__Pointing and labeling entries__:
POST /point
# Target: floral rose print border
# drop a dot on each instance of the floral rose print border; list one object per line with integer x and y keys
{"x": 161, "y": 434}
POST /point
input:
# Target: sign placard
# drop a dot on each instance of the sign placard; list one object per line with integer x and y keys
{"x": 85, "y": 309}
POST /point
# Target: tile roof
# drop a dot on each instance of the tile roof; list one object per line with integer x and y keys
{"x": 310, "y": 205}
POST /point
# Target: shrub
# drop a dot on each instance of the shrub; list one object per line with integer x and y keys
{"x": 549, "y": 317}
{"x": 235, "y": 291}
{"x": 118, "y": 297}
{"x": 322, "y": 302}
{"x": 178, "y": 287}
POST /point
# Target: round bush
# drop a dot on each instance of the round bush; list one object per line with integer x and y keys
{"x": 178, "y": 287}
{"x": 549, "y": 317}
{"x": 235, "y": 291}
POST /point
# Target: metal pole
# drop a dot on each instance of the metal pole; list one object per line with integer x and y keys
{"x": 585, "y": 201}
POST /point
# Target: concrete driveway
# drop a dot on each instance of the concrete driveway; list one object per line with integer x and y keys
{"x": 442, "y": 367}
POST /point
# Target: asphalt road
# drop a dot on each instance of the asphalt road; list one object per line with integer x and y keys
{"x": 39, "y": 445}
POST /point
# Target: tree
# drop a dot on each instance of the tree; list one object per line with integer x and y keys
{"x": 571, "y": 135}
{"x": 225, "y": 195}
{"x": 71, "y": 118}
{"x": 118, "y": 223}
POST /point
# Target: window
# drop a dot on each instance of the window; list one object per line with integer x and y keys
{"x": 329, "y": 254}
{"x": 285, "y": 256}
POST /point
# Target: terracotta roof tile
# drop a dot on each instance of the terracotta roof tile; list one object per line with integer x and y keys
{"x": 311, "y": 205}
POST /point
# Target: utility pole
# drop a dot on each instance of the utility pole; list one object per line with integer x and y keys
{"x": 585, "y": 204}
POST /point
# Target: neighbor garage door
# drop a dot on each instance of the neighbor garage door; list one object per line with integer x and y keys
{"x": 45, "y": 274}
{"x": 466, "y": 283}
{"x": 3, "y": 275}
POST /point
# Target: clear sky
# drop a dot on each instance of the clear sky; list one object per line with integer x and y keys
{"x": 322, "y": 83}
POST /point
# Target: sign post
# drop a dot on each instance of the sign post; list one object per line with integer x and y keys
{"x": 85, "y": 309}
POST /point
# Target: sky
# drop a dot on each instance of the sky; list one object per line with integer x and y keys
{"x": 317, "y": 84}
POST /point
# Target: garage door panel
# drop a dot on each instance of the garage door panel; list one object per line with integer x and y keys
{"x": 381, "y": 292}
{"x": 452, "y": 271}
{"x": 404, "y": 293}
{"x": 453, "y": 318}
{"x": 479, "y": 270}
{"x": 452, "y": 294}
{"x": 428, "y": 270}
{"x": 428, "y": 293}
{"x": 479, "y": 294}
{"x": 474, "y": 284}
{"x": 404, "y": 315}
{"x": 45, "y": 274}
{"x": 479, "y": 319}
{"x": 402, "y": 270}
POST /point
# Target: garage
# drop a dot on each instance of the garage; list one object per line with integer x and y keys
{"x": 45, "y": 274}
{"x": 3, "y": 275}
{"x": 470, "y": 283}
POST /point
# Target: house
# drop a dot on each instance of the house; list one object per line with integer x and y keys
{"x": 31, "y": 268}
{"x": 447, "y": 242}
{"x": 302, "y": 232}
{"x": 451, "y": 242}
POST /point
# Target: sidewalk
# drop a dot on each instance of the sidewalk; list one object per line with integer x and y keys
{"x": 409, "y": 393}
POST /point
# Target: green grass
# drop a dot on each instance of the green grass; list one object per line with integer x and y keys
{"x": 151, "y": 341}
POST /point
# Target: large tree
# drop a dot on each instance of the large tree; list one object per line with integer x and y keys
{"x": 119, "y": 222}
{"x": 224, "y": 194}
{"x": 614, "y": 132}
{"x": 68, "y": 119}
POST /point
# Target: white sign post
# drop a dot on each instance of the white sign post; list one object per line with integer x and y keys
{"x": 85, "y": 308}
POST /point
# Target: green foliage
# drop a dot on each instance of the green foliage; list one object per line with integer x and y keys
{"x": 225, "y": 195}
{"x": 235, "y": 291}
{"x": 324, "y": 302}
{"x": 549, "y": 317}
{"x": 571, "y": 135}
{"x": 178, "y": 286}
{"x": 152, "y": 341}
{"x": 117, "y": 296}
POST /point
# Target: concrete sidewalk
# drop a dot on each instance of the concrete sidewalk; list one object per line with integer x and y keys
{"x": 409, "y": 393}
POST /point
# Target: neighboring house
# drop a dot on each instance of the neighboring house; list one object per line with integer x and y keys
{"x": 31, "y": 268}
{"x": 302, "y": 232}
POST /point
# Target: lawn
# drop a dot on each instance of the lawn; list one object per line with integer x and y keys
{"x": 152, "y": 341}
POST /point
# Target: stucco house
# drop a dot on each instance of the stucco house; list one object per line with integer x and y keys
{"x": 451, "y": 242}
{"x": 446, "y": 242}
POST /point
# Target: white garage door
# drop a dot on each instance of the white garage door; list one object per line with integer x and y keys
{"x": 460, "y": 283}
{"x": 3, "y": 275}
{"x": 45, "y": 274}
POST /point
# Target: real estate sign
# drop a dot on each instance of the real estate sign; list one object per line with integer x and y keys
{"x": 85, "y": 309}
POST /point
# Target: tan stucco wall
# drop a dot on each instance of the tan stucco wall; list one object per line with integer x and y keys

__Exercise goal__:
Write every entry out again exactly.

__Response to this task__:
POST /point
# Target: floral rose print border
# drop a dot on each instance of the floral rose print border; list one object per line with integer x and y keys
{"x": 161, "y": 434}
POST /point
input:
# Target: sign placard
# drop a dot on each instance of the sign placard; list one object per line with integer x and y keys
{"x": 85, "y": 309}
POST /point
# Target: tile roof
# drop a dot on each instance of the tile roof; list one object per line with integer x and y keys
{"x": 310, "y": 205}
POST /point
# Target: shrub
# drop a dot on each instance of the shrub; list one object per line with integer x and y keys
{"x": 549, "y": 317}
{"x": 235, "y": 291}
{"x": 118, "y": 297}
{"x": 322, "y": 302}
{"x": 178, "y": 287}
POST /point
# Target: round bush
# drop a dot on each instance of the round bush; list one object per line with integer x and y keys
{"x": 178, "y": 287}
{"x": 549, "y": 317}
{"x": 235, "y": 291}
POST /point
# Target: metal pole
# drop a dot on each instance of the metal pole; list one object per line with integer x and y keys
{"x": 585, "y": 201}
POST /point
# Target: concrete driveway
# drop a dot on each instance of the concrete driveway; list one object per line with integer x and y keys
{"x": 442, "y": 367}
POST /point
# Target: asphalt road
# drop a dot on each instance of the asphalt road; list one object per line with integer x and y keys
{"x": 39, "y": 445}
POST /point
# Target: tree
# drop a dot on each instance of the tree; list one object per line with integer x and y keys
{"x": 571, "y": 135}
{"x": 225, "y": 195}
{"x": 71, "y": 118}
{"x": 118, "y": 223}
POST /point
# Target: window
# drop a dot on each instance of the window; list one object per line with integer x and y keys
{"x": 329, "y": 254}
{"x": 285, "y": 256}
POST /point
# Target: terracotta roof tile
# drop a dot on each instance of the terracotta roof tile; list one object per line with integer x and y keys
{"x": 311, "y": 205}
POST /point
# Target: utility pole
# drop a dot on each instance of the utility pole; list one object per line with integer x and y keys
{"x": 585, "y": 204}
POST /point
# Target: neighbor garage door
# drop a dot on each instance of the neighbor garage door; list one object per line with integer x and y keys
{"x": 45, "y": 274}
{"x": 466, "y": 283}
{"x": 3, "y": 275}
POST /point
# Target: clear sky
# drop a dot on each instance of the clear sky; list one object per line with integer x and y keys
{"x": 322, "y": 83}
POST /point
# Target: sign post
# drop a dot on each instance of the sign post; list one object per line with integer x and y keys
{"x": 85, "y": 309}
POST /point
# Target: sky
# drop a dot on each instance of the sky; list one object per line with integer x and y keys
{"x": 317, "y": 84}
POST /point
# Target: garage door panel
# drop a dot on each instance of the garage door panel; list one object per line with integer x and y keys
{"x": 381, "y": 292}
{"x": 452, "y": 271}
{"x": 404, "y": 293}
{"x": 453, "y": 318}
{"x": 479, "y": 270}
{"x": 452, "y": 294}
{"x": 428, "y": 270}
{"x": 428, "y": 293}
{"x": 479, "y": 294}
{"x": 474, "y": 284}
{"x": 404, "y": 315}
{"x": 45, "y": 274}
{"x": 479, "y": 319}
{"x": 402, "y": 270}
POST /point
# Target: garage
# drop a dot on each instance of the garage; list one object per line with integer x and y keys
{"x": 45, "y": 274}
{"x": 3, "y": 275}
{"x": 470, "y": 283}
POST /point
# Target: house
# drop a dot on each instance of the house; list one object per line with integer x and y keys
{"x": 31, "y": 268}
{"x": 447, "y": 242}
{"x": 302, "y": 232}
{"x": 451, "y": 242}
POST /point
# Target: sidewalk
# drop a dot on each instance of the sidewalk; list one object per line with integer x and y keys
{"x": 409, "y": 393}
POST /point
# Target: green grass
# drop a dot on each instance of the green grass; list one object per line with integer x and y keys
{"x": 151, "y": 341}
POST /point
# Target: large tree
# drop a dot on each instance of the large tree; list one object per line with integer x and y keys
{"x": 119, "y": 222}
{"x": 224, "y": 194}
{"x": 614, "y": 132}
{"x": 68, "y": 119}
POST /point
# Target: white sign post
# drop a dot on each instance of the white sign post; list one object per line with integer x and y keys
{"x": 85, "y": 308}
POST /point
# Target: green foliage
# drop a dot on each instance of the green foliage; list one object per line with integer x and y keys
{"x": 225, "y": 195}
{"x": 235, "y": 291}
{"x": 324, "y": 302}
{"x": 549, "y": 317}
{"x": 571, "y": 135}
{"x": 178, "y": 286}
{"x": 152, "y": 341}
{"x": 117, "y": 296}
POST /point
# Target: concrete sidewalk
# drop a dot on each instance of the concrete sidewalk; list one object per line with integer x and y keys
{"x": 409, "y": 393}
POST /point
# Target: neighboring house
# drop a dot on each instance of the neighboring house; list one object per line with integer x and y keys
{"x": 31, "y": 268}
{"x": 302, "y": 232}
POST /point
# Target: lawn
# drop a dot on each instance of the lawn; list one object per line with integer x and y keys
{"x": 152, "y": 341}
POST /point
# Target: stucco house
# drop a dot on each instance of the stucco house; list one object per line with integer x and y keys
{"x": 451, "y": 242}
{"x": 446, "y": 242}
POST /point
# Target: white garage door
# drop a dot on each instance of the white garage door; list one object per line with integer x and y keys
{"x": 460, "y": 283}
{"x": 3, "y": 275}
{"x": 45, "y": 274}
POST /point
# Target: real estate sign
# drop a dot on each instance of the real estate sign; list one object per line with integer x and y keys
{"x": 85, "y": 309}
POST /point
# Target: tan stucco wall
# drop a dot on each instance of the tan stucco wall; list one object per line with integer x and y keys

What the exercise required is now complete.